_Selection:_
---*---
Corridor has two integrations for Cursor. They serve different workflows and can be used independently or side-by-side.

* **[Cursor Plugin](#option-1-corridor-cursor-plugin)** — a Cursor Marketplace Agent that uses the `/corridor` skill to review code in the background as Cursor Agents work. Use this if you want a frictionless, Cursor-native experience with the least setup.
* **[Corridor extension](#option-2-corridor-extension)** — a VS Code-style extension that registers Corridor as an MCP server and runs deterministic hooks. Use this if you want MCP-based tool access, MCP compliance enforcement, or stop hooks that can block code with critical findings.

## Prerequisites

* [Cursor](https://www.cursor.com) installed
* A Corridor account with a team created

***

## Option 1: Corridor Cursor Plugin

The Corridor Cursor Plugin layers real-time security reviews directly into Cursor. As Cursor plans and generates code, Corridor reviews the plan and proactively guides the coding agent to prevent vulnerabilities before code is written.

### Installation

<Steps>
  <Step title="Open the Marketplace in Cursor">
    Inside Cursor, open the **Agents** tab and navigate to the **Marketplace**.
---*---
_Information given:_
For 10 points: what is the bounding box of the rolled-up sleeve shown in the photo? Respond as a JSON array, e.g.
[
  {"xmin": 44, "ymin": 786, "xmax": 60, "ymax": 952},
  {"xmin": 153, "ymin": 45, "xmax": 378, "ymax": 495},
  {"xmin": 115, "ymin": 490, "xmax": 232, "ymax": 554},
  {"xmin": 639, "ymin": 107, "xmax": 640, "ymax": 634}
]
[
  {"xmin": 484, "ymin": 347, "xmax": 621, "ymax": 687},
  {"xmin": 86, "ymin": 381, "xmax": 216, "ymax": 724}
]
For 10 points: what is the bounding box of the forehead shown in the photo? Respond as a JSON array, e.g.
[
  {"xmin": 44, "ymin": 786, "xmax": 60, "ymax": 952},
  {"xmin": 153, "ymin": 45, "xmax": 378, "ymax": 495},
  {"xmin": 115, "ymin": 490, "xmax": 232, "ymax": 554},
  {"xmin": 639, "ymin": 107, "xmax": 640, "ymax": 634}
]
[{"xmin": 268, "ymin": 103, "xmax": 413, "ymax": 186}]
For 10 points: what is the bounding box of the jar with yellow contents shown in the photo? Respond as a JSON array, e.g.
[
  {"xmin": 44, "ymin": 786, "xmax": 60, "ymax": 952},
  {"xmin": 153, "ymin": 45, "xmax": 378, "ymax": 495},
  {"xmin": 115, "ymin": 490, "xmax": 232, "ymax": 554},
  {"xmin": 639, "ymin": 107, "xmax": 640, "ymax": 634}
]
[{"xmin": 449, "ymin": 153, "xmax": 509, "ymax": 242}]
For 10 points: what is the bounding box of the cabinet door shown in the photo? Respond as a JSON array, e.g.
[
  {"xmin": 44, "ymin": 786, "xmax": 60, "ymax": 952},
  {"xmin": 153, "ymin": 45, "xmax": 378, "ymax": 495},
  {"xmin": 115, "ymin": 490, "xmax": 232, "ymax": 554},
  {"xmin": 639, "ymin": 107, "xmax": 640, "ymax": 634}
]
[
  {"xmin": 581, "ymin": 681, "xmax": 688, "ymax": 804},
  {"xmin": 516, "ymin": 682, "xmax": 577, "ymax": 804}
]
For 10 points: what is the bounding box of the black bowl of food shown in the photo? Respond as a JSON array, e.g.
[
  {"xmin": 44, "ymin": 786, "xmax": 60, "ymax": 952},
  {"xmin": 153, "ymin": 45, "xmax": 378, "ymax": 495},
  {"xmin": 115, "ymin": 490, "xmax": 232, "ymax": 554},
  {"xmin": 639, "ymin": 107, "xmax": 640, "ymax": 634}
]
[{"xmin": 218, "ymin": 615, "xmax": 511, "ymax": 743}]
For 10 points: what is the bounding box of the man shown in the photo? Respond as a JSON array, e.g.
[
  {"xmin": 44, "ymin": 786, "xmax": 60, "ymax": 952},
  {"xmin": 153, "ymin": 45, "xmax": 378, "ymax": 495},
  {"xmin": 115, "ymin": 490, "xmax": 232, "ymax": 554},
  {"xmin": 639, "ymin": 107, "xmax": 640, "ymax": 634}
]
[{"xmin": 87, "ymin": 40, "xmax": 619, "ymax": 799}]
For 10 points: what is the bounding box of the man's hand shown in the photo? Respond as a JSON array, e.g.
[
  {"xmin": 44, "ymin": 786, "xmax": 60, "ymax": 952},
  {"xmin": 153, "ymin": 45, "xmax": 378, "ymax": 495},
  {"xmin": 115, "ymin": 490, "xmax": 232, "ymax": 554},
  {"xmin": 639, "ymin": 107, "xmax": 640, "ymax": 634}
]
---*---
_Tasks:_
#1 Do these statements agree with the text on Corridor's Cursor integrations? Answer yes or no for each, and quote the words from the text that settle it.
(a) The two integrations have to be used together.
(b) The Corridor extension registers Corridor as an MCP server.
(c) The Cursor Plugin reviews code only after it has been written.
#2 Write out the stretch of the text on Corridor's Cursor integrations from "Corridor has two" through "with critical findings.".

_Responses for each task:_
#1
(a) No: "can be used independently or side-by-side"
(b) Yes: "registers Corridor as an MCP server"
(c) No: "proactively guides the coding agent to prevent vulnerabilities before code is written"

#2
Corridor has two integrations for Cursor. They serve different workflows and can be used independently or side-by-side.

* **[Cursor Plugin](#option-1-corridor-cursor-plugin)** — a Cursor Marketplace Agent that uses the `/corridor` skill to review code in the background as Cursor Agents work. Use this if you want a frictionless, Cursor-native experience with the least setup.
* **[Corridor extension](#option-2-corridor-extension)** — a VS Code-style extension that registers Corridor as an MCP server and runs deterministic hooks. Use this if you want MCP-based tool access, MCP compliance enforcement, or stop hooks that can block code with critical findings.